>> Start Text provided
Rafah invasion imminent, UN warns

Palestinians look at the destruction after an Israeli airstrike in Deir al Balah, central Gaza Strip, on 30 April.

Omar Ashtawy APA images

Palestinian human rights groups say that Israel has escalated its attacks in Rafah, southern Gaza, where approximately 1.3 million people, the vast majority of them displaced from other areas in the territory, are now concentrated.

Israel has also intensified artillery shelling in the eastern area of Rafah in what Al-Haq, Al Mezan and the Palestinian Center for Human Rights describe as a campaign of intimidation aimed at compelling a new wave of forced displacement ahead of a large-scale military assault on Rafah.

More than 40 Palestinians, including 13 children and 12 women, were killed during intensified Israeli attacks on Rafah between 26 and 29 April, according to the rights groups.

A baby less than a week old was killed when Israeli warplanes targeted a home belonging to the al-Khawaja family in Rafah’s al-Shabura refugee camp. Nine people were killed in the attack, the majority of them Palestinians displaced from the Gaza City area and Deir al-Balah, central Gaza.

The deadly strikes on the al-Khawaja family home, and several other residences in Rafah, occurred without warning.

In another case, a Palestinian man was killed in a strike that involved a warning.

Khaled Hameed, a 43-year-old with a speaking disability, was killed when Israeli warplanes bombed the al-Ghalban family home southeast of Rafah on 26 April. Hameed was inside of his home next to the one that was targeted at the time of the attack.

“Before the bombing, Israeli forces contacted one of the neighbors, instructing them to evacuate nearby houses,” the rights groups said.
>> End Text provided
>> Start Data section
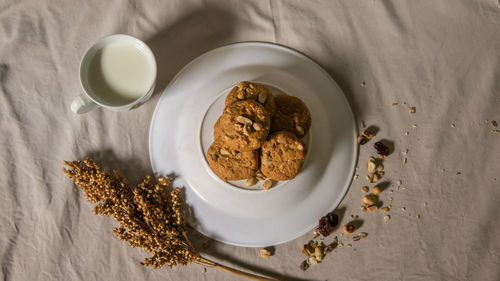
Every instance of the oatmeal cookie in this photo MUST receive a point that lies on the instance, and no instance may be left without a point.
(244, 125)
(282, 156)
(230, 164)
(252, 91)
(291, 115)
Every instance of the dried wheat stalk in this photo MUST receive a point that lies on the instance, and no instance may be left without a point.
(150, 215)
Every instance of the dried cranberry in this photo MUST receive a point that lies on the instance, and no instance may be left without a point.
(333, 219)
(324, 226)
(382, 149)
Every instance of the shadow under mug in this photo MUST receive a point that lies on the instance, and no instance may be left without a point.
(94, 96)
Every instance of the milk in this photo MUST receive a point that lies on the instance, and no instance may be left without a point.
(120, 73)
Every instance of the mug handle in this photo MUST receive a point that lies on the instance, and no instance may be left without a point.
(82, 104)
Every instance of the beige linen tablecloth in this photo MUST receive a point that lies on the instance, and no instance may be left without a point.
(442, 57)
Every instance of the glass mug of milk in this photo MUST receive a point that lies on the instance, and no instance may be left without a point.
(117, 73)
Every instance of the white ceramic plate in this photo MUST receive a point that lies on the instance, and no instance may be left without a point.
(182, 129)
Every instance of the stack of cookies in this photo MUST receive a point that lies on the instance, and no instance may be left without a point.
(259, 135)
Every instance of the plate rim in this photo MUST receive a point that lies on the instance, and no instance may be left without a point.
(356, 148)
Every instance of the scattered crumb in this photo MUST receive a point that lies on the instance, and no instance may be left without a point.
(265, 253)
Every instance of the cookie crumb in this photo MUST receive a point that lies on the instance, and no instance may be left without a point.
(265, 253)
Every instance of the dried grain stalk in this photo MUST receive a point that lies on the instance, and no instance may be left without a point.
(150, 216)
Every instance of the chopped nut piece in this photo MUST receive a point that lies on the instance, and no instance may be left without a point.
(262, 98)
(265, 253)
(312, 260)
(318, 253)
(365, 136)
(299, 130)
(267, 185)
(372, 208)
(370, 199)
(380, 167)
(251, 181)
(371, 178)
(349, 228)
(246, 130)
(243, 120)
(304, 266)
(371, 165)
(257, 126)
(260, 176)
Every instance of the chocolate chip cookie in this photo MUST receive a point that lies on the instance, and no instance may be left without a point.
(252, 91)
(291, 115)
(244, 125)
(230, 164)
(282, 156)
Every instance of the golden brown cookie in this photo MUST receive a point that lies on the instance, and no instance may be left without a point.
(230, 164)
(282, 156)
(291, 115)
(244, 125)
(252, 91)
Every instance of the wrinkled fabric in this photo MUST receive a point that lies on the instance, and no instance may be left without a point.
(442, 57)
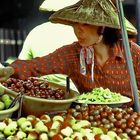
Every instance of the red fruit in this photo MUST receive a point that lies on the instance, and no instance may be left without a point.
(97, 137)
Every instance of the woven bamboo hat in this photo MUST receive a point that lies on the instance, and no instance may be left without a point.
(55, 5)
(93, 12)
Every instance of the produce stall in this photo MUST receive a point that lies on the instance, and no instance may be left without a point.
(79, 117)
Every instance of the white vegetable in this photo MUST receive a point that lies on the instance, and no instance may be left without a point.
(67, 131)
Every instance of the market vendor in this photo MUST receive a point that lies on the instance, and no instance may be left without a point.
(96, 60)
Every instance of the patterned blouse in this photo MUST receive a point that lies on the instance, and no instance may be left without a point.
(66, 60)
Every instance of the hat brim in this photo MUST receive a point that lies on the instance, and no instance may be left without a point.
(77, 13)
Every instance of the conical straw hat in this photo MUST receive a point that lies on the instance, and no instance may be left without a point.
(93, 12)
(55, 5)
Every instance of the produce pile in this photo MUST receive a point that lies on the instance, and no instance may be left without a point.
(99, 95)
(35, 88)
(5, 101)
(55, 128)
(121, 121)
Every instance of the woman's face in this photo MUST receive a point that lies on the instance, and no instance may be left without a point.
(86, 34)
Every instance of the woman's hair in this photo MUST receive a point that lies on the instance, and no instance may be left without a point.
(110, 35)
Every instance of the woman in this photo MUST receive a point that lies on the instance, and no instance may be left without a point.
(97, 59)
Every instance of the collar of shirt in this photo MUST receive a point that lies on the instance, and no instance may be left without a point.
(117, 51)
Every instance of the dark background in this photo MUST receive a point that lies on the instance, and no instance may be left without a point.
(18, 17)
(25, 14)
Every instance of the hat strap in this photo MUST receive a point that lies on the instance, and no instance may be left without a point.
(87, 56)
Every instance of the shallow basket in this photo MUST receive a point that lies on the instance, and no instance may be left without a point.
(39, 106)
(8, 112)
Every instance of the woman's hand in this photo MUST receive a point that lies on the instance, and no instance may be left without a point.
(5, 73)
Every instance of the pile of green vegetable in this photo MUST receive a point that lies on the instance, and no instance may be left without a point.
(5, 101)
(99, 95)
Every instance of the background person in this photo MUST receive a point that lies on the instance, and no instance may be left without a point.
>> End Data section
#### [Tasks and exercises]
[1] Based on the article on Rafah, do the following statements agree with it? Answer each with yes or no and quote the words from the article that decide it.
(a) About 1.3 million people are now concentrated in Rafah.
(b) The strike on the al-Khawaja family home came with a warning.
(c) Khaled Hameed was killed on 29 April.
[2] Pick up the article on Rafah after its last sentence and carry it forward.

#### [Answers to the problems]
[1]
(a) Yes: "approximately 1.3 million people, the vast majority of them displaced from other areas in the territory, are now concentrated."
(b) No: "The deadly strikes on the al-Khawaja family home, and several other residences in Rafah, occurred without warning."
(c) No: "was killed when Israeli warplanes bombed the al-Ghalban family home southeast of Rafah on 26 April."

[2]
Flight to al-Mawasi

The threat of shelling has led to tens of thousands of people moving from Rafah to already overcrowded al-Mawasi, an area of Khan Younis in southern Gaza, where displaced people have set up tents or makeshift nylon shelters on farmland, roadsides and along the coast without basic infrastructure.

More than 34,500 Palestinians have been killed in Gaza since 7 October and nearly 78,000 injured, according to the health ministry in the territory. Thousands of others remain buried under the rubble of destroyed buildings or are missing.

The three Palestinian human rights groups called for urgent intervention to prevent an Israeli ground invasion of Rafah and to “secure the return of displaced Palestinians to their homes and ensure the unhindered provision of urgently needed basic services and humanitarian assistance.”

The groups called for “diplomatic, economic and individual sanctions, and a two-way arms embargo” to pressure Israel to comply with its international obligations, including orders to halt genocidal acts from the UN’s World Court and a ceasefire demanded by the Security Council.

Martin Griffiths, the UN humanitarian chief, warned this week that a ground operation in Rafah “is on the immediate horizon.”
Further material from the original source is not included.